Repeat exactly the lines of the listing from the line containing "of the parked" through its last line, and nothing beyond them.

---------- RECORDS PROVIDED

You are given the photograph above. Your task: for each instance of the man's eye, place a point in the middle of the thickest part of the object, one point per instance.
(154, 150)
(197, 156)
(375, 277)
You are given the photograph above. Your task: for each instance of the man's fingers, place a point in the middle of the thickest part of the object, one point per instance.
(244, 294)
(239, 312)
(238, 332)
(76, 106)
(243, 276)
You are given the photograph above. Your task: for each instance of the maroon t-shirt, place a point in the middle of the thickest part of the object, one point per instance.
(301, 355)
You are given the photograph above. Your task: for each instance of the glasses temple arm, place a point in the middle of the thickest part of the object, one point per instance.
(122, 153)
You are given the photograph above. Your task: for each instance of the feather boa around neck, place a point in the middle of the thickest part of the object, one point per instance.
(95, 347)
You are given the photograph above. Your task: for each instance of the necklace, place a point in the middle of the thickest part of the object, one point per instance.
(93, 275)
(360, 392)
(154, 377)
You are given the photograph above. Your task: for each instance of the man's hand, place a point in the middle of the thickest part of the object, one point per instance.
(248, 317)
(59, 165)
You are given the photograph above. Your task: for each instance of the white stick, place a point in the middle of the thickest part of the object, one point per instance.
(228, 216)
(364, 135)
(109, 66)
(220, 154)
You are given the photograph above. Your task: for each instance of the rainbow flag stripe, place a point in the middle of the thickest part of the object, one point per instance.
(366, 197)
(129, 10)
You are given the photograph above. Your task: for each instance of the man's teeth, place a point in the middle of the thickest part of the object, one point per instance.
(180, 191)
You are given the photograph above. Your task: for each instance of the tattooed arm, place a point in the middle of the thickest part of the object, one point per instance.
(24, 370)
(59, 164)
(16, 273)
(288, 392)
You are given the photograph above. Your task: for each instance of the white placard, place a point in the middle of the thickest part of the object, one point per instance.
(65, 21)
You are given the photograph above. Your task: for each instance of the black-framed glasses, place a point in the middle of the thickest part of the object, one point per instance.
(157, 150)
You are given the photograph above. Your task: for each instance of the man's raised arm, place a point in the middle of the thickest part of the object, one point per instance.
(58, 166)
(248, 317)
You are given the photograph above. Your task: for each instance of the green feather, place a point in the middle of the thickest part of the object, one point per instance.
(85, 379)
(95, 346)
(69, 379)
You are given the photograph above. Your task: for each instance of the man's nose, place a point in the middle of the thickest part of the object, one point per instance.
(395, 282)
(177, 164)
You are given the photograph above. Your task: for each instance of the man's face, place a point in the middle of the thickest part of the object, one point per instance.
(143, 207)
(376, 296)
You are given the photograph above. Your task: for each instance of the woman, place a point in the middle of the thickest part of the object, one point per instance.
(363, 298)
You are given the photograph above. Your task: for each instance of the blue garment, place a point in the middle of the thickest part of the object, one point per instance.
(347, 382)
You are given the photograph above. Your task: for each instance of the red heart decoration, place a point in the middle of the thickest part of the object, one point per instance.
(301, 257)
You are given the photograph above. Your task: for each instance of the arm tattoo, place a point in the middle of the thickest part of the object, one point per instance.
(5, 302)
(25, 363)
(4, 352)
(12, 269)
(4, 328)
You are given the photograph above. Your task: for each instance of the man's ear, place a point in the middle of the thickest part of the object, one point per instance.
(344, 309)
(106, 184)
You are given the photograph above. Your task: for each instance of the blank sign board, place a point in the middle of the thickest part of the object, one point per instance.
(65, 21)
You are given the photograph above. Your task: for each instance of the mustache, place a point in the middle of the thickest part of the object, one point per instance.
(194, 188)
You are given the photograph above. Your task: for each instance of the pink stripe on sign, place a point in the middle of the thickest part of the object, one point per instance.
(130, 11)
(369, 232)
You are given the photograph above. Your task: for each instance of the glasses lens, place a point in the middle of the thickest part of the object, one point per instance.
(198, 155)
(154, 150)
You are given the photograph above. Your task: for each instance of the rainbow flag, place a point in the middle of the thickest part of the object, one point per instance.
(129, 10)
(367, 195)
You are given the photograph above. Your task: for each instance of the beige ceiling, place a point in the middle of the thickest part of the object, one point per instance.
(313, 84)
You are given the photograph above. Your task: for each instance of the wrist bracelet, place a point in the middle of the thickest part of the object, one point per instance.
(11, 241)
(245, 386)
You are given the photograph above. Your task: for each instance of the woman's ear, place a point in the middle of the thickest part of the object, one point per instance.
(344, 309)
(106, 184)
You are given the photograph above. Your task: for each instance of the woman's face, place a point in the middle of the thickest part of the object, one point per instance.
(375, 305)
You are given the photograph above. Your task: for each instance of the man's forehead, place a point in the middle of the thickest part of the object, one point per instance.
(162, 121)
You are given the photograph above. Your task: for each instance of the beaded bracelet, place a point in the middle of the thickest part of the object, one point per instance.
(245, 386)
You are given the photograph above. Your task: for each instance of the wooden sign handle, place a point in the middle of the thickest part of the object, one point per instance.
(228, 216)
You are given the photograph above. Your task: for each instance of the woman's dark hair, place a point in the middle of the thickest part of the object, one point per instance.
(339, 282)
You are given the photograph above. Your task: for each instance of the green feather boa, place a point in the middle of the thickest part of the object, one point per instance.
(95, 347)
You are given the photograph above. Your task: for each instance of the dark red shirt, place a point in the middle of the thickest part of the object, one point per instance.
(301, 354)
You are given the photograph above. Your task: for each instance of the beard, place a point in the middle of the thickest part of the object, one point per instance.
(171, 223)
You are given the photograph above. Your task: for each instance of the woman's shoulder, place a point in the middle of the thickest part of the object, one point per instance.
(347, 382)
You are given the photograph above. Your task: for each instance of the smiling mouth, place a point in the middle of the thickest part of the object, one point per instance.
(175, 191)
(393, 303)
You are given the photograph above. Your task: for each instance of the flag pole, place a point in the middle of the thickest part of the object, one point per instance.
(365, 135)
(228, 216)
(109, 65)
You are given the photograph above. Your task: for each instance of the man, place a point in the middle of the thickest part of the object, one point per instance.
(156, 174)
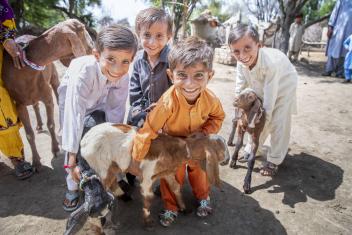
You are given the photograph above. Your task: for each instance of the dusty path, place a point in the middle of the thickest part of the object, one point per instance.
(310, 195)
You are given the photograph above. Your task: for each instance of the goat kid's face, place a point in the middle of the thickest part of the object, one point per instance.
(245, 100)
(190, 81)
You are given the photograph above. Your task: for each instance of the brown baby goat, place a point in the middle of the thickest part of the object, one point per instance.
(249, 117)
(107, 149)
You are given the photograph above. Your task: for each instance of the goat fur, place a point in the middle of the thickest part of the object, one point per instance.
(107, 149)
(250, 117)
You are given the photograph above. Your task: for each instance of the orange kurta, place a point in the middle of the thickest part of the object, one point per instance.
(174, 116)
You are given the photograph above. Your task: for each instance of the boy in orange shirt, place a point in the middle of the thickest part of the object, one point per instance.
(187, 108)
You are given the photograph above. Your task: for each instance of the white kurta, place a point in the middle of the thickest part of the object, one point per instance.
(296, 34)
(83, 90)
(274, 79)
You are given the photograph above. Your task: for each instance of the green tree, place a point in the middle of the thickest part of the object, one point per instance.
(216, 7)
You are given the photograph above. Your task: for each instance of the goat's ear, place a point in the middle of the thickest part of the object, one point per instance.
(76, 44)
(212, 168)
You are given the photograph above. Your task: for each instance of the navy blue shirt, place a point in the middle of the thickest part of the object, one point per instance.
(147, 84)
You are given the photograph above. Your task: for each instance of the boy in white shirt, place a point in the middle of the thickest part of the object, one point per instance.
(274, 79)
(94, 90)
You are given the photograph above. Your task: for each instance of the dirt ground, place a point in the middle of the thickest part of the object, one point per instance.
(310, 195)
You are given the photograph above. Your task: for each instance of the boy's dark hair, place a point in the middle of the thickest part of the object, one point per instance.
(189, 52)
(116, 37)
(299, 15)
(240, 31)
(149, 16)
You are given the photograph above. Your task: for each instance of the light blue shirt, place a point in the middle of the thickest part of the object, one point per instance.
(348, 59)
(341, 21)
(83, 90)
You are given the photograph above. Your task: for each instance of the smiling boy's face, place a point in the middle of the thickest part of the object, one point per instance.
(190, 81)
(154, 38)
(245, 50)
(114, 63)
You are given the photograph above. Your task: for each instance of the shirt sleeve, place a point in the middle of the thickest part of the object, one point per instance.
(156, 119)
(241, 82)
(216, 117)
(78, 89)
(116, 101)
(270, 90)
(334, 14)
(135, 88)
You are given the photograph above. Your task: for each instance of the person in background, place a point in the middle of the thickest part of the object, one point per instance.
(11, 144)
(340, 27)
(295, 42)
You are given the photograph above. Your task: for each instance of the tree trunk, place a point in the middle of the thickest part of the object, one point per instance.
(289, 17)
(18, 8)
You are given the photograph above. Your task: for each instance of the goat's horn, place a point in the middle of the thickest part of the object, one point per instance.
(218, 137)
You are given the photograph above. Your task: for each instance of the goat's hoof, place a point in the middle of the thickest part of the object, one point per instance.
(186, 211)
(39, 129)
(247, 189)
(149, 224)
(225, 162)
(233, 164)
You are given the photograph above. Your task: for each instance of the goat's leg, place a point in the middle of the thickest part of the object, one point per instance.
(55, 83)
(146, 190)
(239, 144)
(175, 187)
(250, 165)
(232, 134)
(24, 117)
(39, 127)
(49, 106)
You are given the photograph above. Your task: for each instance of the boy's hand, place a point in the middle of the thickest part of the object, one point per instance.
(72, 160)
(197, 134)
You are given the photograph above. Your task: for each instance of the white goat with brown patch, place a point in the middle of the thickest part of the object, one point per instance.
(107, 149)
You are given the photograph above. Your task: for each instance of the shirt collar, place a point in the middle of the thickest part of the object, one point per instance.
(183, 101)
(163, 54)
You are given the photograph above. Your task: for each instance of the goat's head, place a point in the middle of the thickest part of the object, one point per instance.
(245, 99)
(74, 33)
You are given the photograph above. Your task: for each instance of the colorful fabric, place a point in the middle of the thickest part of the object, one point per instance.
(176, 117)
(348, 58)
(197, 179)
(147, 84)
(10, 140)
(7, 22)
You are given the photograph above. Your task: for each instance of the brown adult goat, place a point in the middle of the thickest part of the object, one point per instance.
(250, 117)
(27, 86)
(107, 149)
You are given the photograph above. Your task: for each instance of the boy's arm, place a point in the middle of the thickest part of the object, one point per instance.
(156, 119)
(135, 89)
(215, 119)
(271, 90)
(241, 82)
(116, 101)
(347, 42)
(78, 90)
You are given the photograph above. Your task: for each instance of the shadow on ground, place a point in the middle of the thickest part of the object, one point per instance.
(302, 176)
(41, 195)
(234, 213)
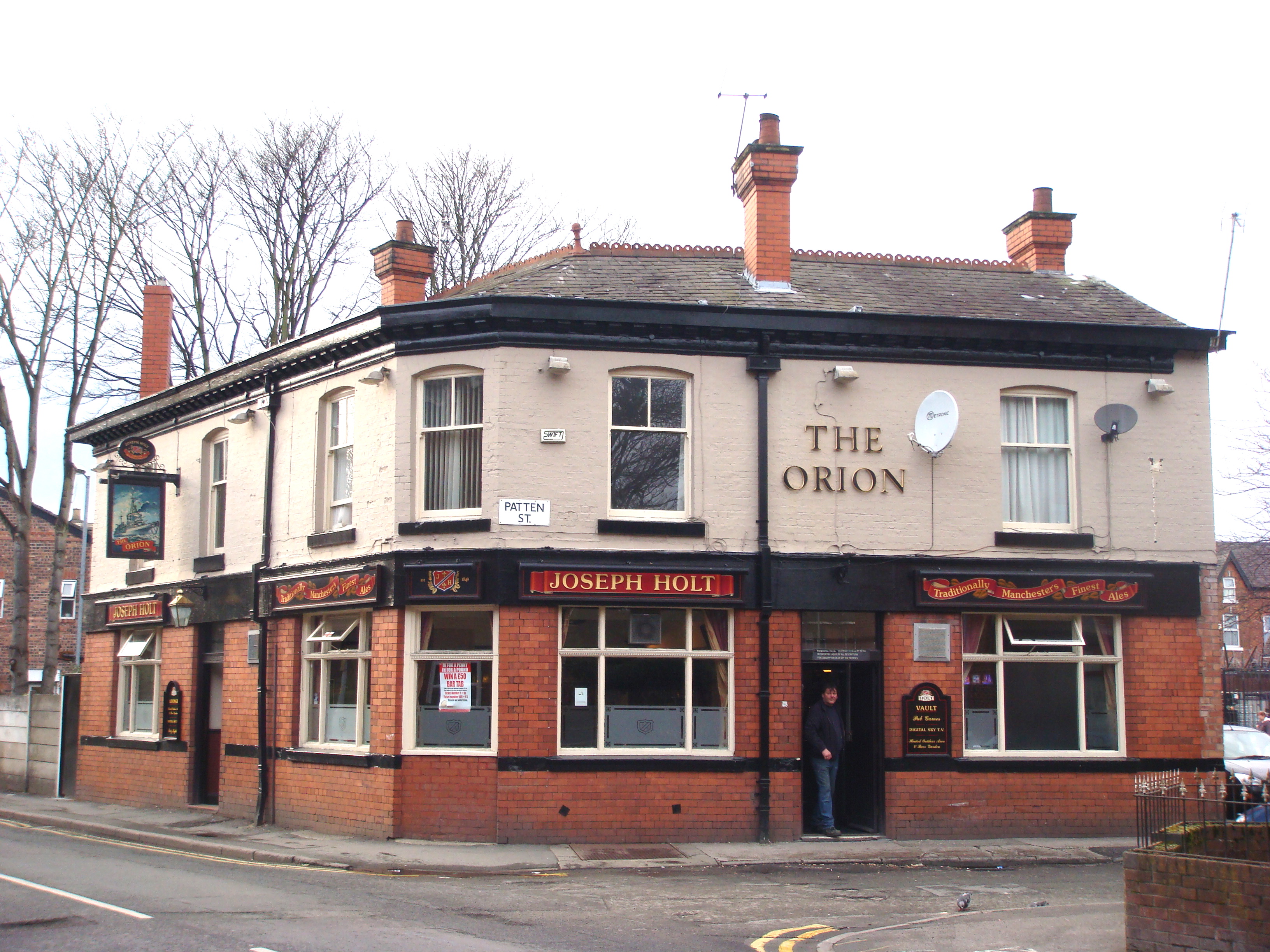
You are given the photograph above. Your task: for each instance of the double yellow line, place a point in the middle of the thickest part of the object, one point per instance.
(807, 932)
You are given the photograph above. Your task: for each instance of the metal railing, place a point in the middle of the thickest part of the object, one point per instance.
(1212, 816)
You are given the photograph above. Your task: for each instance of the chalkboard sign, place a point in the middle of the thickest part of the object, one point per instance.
(172, 711)
(928, 732)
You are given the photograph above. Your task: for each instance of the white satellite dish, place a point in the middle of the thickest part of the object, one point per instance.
(937, 423)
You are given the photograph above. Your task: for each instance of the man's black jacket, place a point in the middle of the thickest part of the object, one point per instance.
(823, 729)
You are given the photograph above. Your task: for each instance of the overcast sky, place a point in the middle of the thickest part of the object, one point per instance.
(925, 125)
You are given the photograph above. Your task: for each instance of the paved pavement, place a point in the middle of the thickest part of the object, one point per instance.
(61, 889)
(205, 832)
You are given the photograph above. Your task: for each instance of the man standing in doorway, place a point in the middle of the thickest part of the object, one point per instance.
(826, 738)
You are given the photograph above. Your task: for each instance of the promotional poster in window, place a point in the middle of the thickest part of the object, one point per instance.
(136, 521)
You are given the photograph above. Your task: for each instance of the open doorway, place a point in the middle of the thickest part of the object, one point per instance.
(842, 649)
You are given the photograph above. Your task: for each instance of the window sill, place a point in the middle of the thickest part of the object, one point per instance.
(651, 527)
(337, 537)
(436, 527)
(210, 564)
(1044, 540)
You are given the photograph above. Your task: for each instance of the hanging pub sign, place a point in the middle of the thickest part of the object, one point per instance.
(136, 451)
(144, 612)
(330, 590)
(172, 697)
(928, 723)
(444, 583)
(610, 583)
(1033, 592)
(135, 517)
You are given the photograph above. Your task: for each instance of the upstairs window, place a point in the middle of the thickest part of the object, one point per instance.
(340, 462)
(1035, 462)
(68, 607)
(450, 441)
(648, 446)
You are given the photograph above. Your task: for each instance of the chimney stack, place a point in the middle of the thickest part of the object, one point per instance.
(403, 267)
(1039, 239)
(155, 340)
(763, 177)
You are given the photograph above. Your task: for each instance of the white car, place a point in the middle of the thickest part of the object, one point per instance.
(1247, 754)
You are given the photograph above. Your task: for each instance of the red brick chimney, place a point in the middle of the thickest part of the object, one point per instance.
(761, 178)
(155, 340)
(403, 267)
(1039, 238)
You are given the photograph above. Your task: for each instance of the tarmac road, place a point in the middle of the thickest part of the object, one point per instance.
(207, 904)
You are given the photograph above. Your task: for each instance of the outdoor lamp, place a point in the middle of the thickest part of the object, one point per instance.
(181, 607)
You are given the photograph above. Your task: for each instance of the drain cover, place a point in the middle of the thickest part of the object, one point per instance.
(635, 851)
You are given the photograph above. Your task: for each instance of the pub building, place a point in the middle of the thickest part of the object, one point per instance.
(566, 554)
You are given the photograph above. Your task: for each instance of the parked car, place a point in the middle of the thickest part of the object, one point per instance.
(1247, 754)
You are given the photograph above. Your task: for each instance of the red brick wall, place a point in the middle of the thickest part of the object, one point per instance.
(1175, 903)
(41, 572)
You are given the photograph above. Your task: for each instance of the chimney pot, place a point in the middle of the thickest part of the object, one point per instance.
(769, 129)
(155, 338)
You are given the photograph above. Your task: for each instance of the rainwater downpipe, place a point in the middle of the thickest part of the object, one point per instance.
(262, 725)
(763, 366)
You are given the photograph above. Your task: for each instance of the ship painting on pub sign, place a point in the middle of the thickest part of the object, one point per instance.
(136, 512)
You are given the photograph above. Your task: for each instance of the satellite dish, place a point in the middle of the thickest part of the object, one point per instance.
(937, 423)
(1116, 419)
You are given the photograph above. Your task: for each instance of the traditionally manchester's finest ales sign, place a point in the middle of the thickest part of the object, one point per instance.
(928, 723)
(1030, 592)
(580, 583)
(321, 591)
(145, 612)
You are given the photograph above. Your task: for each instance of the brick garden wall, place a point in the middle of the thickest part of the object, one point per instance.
(1175, 903)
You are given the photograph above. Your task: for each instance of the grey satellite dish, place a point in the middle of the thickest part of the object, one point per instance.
(1116, 419)
(937, 423)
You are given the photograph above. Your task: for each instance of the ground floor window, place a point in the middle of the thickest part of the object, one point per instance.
(450, 674)
(336, 679)
(139, 679)
(1042, 683)
(646, 678)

--------------------

**RESULT OF THIS EXERCISE:**
You are given the photograph above. Your task: for each instance of the parked car, place a point in the middle of the thickest part of the object, one point per instance.
(1247, 754)
You are given the photograph above. Your task: for each instance of the red brick wall, place a point in the middle of the thickest part of the object, one point per instance.
(1175, 903)
(41, 572)
You are given the photograph above. Your task: for each instance of the chimney pot, place a point in the middle of the thickest part of the object, one point per instance.
(769, 129)
(155, 338)
You are given the photograph above. Your task: for each instance of the rainwater downpipe, place a point in the middle of the thickest part of the object, one point per instance.
(262, 725)
(763, 366)
You are given the photograph above. Your task: for each instance of the ship painting on pub sign, place a point in the middle of the thickest part of the object, one point per instance.
(136, 512)
You are given the photograph above. Your task: for each instance of the satellite dish, place a point in the middle of the thickest part of the object, one point per instance.
(937, 423)
(1116, 419)
You are given the photograph above. Your task: for each instance of the traditionally manchester's finest ales sign, place a point in the middle of the thickest part of the object, one point per instance.
(928, 723)
(1030, 592)
(580, 583)
(321, 591)
(145, 612)
You are given the photograph above. Your task: for each instance of the brick garden wall, place a point in the middle of the thickest part of the object, one point per instance.
(1175, 903)
You are given the photograph above. Your task: for each instance of the grey satellite dish, place a point in the middle of the thickest part of the object, one point per instance.
(1116, 419)
(937, 423)
You are given the photograph above. Your task: for each instance of the ground floor window, place a point in the middle of the thickest part of the object, one point per instance.
(450, 674)
(336, 679)
(139, 679)
(1042, 683)
(646, 678)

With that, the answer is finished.